Brano del documento:
Fu allora, che tornato in Pavia, secondo il costume degli altri Re d'Italia, avendo convocato gli Ordini ecclesiastici e de' Nobili, molti privilegi alle Chiese e città concedette; e per istabilire in più perfetta forma lo stato del suo Regno d'Italia, molte leggi in Pavia in questo anno 891 nel mese di maggio promulgò. Di Guido Imperadore ci restano ancora oggi nel volume delle leggi longobarde altre sue leggi, che i compilatori delle medesime vollero anche in quel volume unire, siccome quelle che furono da lui stabilite come Re d'Italia, le quali ebbero nella medesima tutta la lor forza e tutto il lor vigore; una se ne legge nel libro primo sotto il titolo De Convitiis; un'altra nel medesimo libro nel titolo De Invasionibus; l'altra nel libro secondo nel decimo titolo; un'altra nel medesimo libro sotto il titolo De Successionibus; e due altre nel libro terzo sotto il duodecimo e terzodecimo titolo.

Per la morte accaduta in quest'istesso anno 891 di Stefano V R. P. s'accrebbero in Italia e Roma maggiori sconvolgimenti, perchè eletto in suo luogo Sergio, altri del partito contrario elessero Formoso; e siccome Guido favoriva il partito di Sergio, così all'incontro Berengario s'era dichiarato per Formoso. Era Berengario ricorso agli ajuti di Arnolfo Re di Germania, figliuol naturale di Carlomanno, dichiarato parimente per lo Papa Formoso, perchè unite le sue forze alle proprie gli ricuperasse il Regno; e questo Principe che aspirava all'Imperio d'Occidente, ricevè l'occasione con piacere, e mandò in Italia Zuendebaldo suo figliuolo con potente armata; ma niente poterono questi sforzi contro Guido, perchè dopo varj incontri, rimaso sempre perditore, bisognò che alla perfine Zuendebaldo, abbandonando l'impresa, in Germania facesse ritorno, e Guido per questa vittoria tutto altiero associò seco all'Imperio Lamberto suo figliuolo.

Cosa fare:
1) Nel brano su Guido re d'Italia, in quale mese e anno Guido promulgò molte leggi a Pavia?
2) Riprendi il brano su Guido re d'Italia e proseguilo dal punto in cui si ferma.

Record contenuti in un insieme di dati

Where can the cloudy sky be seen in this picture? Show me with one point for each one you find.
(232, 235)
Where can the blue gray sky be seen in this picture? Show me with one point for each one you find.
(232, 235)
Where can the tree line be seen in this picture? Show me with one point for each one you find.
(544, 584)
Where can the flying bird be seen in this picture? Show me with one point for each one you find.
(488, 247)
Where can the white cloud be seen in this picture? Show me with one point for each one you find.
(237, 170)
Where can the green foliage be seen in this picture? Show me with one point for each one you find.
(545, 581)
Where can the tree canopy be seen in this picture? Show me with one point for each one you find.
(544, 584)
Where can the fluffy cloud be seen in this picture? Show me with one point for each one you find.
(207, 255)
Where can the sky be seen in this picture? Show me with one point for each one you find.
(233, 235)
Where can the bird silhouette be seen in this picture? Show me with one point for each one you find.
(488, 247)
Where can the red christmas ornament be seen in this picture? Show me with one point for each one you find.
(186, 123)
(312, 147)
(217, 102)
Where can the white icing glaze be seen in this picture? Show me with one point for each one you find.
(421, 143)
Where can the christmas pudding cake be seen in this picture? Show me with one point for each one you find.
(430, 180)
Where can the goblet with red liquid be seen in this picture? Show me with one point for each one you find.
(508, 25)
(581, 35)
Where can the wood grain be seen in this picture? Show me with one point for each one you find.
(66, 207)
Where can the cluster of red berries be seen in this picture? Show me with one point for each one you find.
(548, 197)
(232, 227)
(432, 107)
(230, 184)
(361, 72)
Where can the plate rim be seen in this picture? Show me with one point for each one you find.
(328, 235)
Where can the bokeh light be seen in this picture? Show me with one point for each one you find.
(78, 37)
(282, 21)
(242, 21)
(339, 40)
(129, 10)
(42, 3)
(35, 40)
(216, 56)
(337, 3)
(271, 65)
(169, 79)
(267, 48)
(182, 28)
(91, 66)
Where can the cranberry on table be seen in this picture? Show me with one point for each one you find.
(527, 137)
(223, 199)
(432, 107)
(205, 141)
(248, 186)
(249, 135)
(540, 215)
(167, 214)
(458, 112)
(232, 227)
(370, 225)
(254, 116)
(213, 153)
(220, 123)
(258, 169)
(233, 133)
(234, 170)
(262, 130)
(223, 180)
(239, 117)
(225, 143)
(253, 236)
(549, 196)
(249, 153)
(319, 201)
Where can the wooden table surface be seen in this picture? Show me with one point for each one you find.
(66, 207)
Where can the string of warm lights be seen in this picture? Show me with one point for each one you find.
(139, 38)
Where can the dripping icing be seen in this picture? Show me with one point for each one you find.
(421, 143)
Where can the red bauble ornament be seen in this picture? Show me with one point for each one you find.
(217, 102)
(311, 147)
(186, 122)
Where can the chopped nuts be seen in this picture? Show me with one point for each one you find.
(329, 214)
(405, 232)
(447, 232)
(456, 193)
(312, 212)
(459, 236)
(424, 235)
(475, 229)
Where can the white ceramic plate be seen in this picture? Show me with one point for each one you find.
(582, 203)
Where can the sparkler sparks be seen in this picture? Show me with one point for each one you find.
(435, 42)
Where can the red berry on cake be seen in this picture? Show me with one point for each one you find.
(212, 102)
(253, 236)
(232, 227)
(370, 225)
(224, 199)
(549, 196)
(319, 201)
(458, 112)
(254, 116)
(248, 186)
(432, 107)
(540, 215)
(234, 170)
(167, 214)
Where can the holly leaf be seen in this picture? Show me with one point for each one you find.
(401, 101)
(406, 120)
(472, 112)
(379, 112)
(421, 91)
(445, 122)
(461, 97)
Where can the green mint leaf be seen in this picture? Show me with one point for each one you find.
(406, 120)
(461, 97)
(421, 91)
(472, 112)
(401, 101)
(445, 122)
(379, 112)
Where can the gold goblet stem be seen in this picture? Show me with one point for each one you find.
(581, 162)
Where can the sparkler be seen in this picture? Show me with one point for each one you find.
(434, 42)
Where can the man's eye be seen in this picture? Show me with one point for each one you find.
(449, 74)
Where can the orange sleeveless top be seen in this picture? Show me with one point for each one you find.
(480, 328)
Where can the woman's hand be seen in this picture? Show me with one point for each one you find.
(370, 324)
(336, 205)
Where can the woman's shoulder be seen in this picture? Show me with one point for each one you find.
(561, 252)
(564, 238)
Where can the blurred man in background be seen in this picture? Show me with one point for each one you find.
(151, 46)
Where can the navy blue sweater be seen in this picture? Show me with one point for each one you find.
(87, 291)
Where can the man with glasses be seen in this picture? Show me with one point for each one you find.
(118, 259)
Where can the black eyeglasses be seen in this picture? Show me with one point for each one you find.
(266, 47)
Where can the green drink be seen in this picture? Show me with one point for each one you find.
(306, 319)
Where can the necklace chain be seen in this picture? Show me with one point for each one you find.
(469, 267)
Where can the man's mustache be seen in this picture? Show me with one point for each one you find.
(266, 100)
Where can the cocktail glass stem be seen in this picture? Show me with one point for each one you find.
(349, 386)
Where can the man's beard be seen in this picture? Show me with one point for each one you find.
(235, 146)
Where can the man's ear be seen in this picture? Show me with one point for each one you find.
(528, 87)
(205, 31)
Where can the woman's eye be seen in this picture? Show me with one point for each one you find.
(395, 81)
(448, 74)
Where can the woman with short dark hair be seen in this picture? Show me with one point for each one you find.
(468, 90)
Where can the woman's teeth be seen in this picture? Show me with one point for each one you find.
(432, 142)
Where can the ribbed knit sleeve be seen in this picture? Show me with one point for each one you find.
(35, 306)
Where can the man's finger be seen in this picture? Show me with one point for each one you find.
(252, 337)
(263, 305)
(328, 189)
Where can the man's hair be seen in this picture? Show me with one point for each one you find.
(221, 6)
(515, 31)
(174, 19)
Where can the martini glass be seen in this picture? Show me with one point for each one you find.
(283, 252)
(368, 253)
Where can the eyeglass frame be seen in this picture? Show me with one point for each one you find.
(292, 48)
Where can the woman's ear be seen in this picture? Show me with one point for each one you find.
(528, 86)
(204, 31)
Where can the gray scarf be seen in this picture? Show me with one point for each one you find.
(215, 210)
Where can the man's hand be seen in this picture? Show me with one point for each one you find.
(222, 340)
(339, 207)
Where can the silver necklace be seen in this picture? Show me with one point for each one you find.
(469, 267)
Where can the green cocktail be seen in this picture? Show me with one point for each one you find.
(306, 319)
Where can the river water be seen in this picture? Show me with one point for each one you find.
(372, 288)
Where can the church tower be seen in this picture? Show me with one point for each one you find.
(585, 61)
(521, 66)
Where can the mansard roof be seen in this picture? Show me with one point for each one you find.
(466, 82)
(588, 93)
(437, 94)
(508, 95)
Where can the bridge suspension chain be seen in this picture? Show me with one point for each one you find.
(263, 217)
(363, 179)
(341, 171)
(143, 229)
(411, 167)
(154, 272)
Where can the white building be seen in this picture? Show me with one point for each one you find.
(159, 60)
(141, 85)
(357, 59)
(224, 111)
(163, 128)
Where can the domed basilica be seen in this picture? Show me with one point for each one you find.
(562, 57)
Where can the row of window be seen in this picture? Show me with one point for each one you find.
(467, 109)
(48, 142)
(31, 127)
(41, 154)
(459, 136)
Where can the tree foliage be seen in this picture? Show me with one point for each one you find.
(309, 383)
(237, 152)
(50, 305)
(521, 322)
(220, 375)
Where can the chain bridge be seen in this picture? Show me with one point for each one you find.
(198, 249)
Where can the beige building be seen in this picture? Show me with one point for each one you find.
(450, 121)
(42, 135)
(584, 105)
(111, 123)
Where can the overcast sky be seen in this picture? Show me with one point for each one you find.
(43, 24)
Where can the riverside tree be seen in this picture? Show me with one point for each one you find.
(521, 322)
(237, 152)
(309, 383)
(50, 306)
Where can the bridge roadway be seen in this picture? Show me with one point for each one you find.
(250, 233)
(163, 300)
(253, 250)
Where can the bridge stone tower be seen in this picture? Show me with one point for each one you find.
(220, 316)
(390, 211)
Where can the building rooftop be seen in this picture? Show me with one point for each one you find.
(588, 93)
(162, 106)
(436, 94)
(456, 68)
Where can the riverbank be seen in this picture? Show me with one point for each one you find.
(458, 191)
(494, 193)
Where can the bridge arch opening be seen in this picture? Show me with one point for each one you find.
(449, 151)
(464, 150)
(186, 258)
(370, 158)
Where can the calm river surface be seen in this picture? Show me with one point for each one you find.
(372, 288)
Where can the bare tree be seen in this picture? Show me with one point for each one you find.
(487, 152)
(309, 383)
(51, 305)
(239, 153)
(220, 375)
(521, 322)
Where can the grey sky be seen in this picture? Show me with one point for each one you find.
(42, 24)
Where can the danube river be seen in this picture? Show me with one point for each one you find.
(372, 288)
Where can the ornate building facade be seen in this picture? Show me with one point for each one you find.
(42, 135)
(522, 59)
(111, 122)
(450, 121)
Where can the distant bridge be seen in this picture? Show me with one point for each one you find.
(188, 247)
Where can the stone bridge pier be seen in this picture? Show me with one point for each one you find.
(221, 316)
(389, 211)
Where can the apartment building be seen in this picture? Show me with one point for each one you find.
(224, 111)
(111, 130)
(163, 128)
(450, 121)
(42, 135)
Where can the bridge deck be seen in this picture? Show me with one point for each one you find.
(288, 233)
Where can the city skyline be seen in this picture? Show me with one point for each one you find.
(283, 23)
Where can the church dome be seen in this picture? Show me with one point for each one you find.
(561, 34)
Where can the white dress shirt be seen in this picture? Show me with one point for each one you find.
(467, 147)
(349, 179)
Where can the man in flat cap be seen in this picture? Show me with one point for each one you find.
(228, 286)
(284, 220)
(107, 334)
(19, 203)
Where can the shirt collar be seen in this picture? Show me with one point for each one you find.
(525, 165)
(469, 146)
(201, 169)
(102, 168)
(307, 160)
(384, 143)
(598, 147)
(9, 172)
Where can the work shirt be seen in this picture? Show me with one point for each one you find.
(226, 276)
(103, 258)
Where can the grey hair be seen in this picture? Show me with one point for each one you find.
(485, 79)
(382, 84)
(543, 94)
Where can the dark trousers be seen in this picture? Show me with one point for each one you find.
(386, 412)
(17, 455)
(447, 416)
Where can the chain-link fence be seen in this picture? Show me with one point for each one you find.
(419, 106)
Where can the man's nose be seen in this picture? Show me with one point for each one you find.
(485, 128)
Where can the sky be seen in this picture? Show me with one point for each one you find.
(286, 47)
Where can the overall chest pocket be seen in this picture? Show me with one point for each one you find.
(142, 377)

Esercizi svolti:
1) Nel mese di maggio dell'anno 891.

2)
Ma non potè molto Guido godersi di tanta fortuna, perchè Berengario ritornato di nuovo in Vormazia, ove Arnolfo aveva fatto convocar una Dieta, tanto seppe adoperarsi, che dispose questo Principe a calar egli in persona in Italia per discacciar Guido, e riporre lui nel regno d'Italia; siccome per questa volta gli riuscì, perchè preso Bergamo, e dandosi da poi a lui senza molto contrasto i Milanesi, que' di Pavia e di Piacenza, e mandato Ottone in Milano, avo che fu del Grand'Ottone, di cui sovente ci accaderà far memoria, restituì Berengario nel regno, e Guido col suo figliuolo fuggendo verso Spoleto, furono dalle vincitrici sue armi inseguiti. E morto poco da poi Guido nell'anno 894, per un repentino vomito di sangue, potè Berengario assodarsi meglio nella sua sede; laonde fermatosi in Pavia, a ristabilir il suo Regno era tutto rivolto.

Ma per la morte di Guido, non per questo cessarono le contese in Italia: imperocchè quelli del suo partito, perseverando ostinatamente nell'impegno, si strinsero con più forti legami con Lamberto suo figliuolo, che in Spoleto erasi ritirato, ed offertogli il loro ajuto, contra Berengario lo sollecitarono.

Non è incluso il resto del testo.